<<<<
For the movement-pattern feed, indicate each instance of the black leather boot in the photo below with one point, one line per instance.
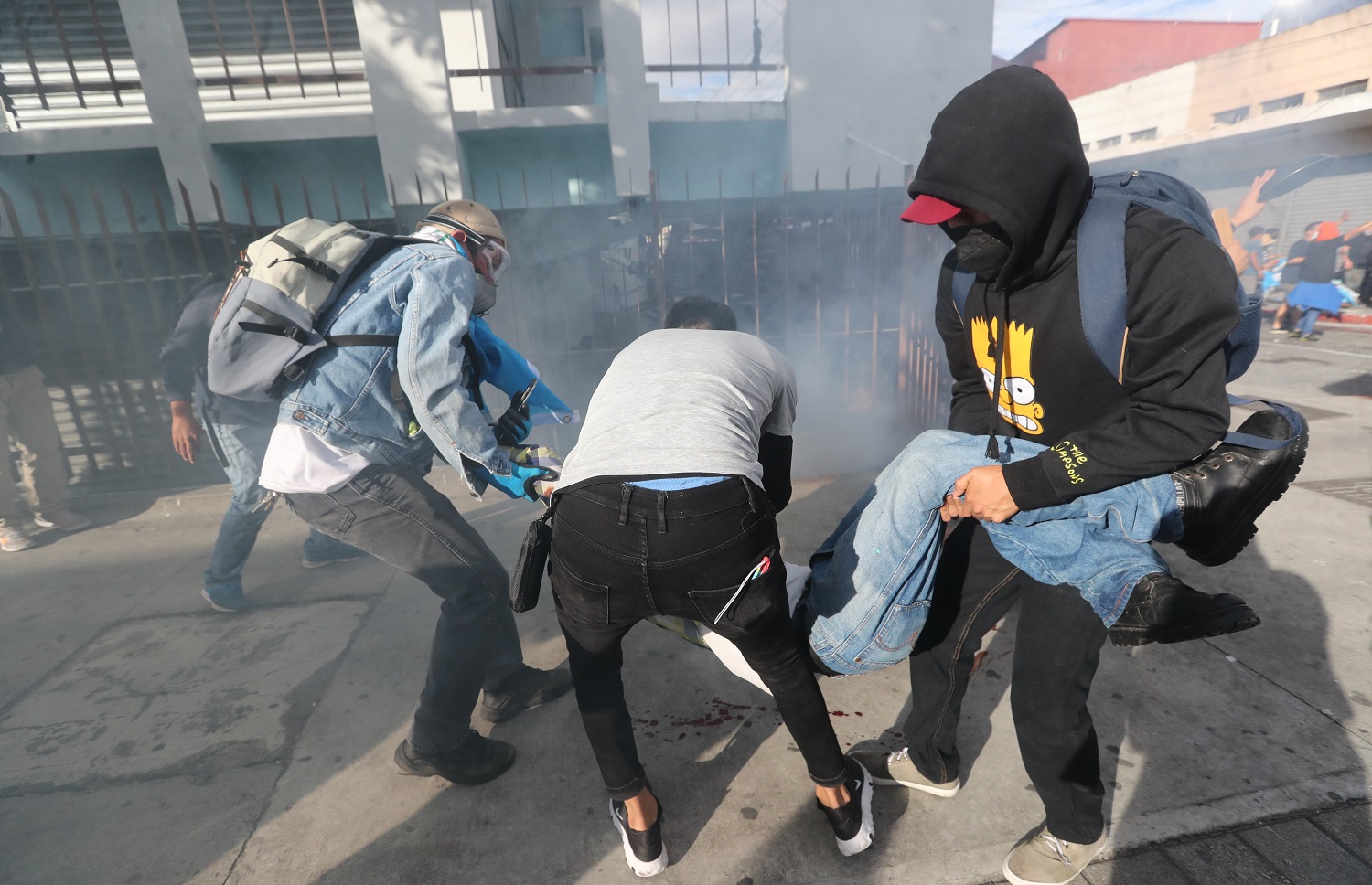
(477, 761)
(1224, 490)
(1163, 610)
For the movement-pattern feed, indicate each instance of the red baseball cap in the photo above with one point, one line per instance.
(929, 210)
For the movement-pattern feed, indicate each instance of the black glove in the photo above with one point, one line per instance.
(513, 427)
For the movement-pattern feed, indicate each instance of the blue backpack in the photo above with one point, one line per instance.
(1103, 287)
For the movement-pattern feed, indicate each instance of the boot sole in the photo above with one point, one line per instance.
(505, 714)
(1234, 622)
(1238, 538)
(412, 769)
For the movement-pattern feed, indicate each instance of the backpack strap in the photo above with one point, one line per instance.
(1292, 417)
(1100, 260)
(962, 282)
(362, 340)
(1102, 283)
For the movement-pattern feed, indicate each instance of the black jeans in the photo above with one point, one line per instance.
(622, 553)
(1056, 651)
(402, 520)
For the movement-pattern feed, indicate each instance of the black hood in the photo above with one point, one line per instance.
(1009, 145)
>>>>
## Work instructions
Recast the items as a Markdown table with the columns "Row" and "Text," starting with the line that contains "the black hood" and continuing through the end of the items. Number each row in order and omit blank lines.

## Solution
| Row | Text |
|---|---|
| 1 | For the movement-pattern feed, indicate each instance of the black hood in the photo above with one point, one line per instance. |
| 2 | (1009, 145) |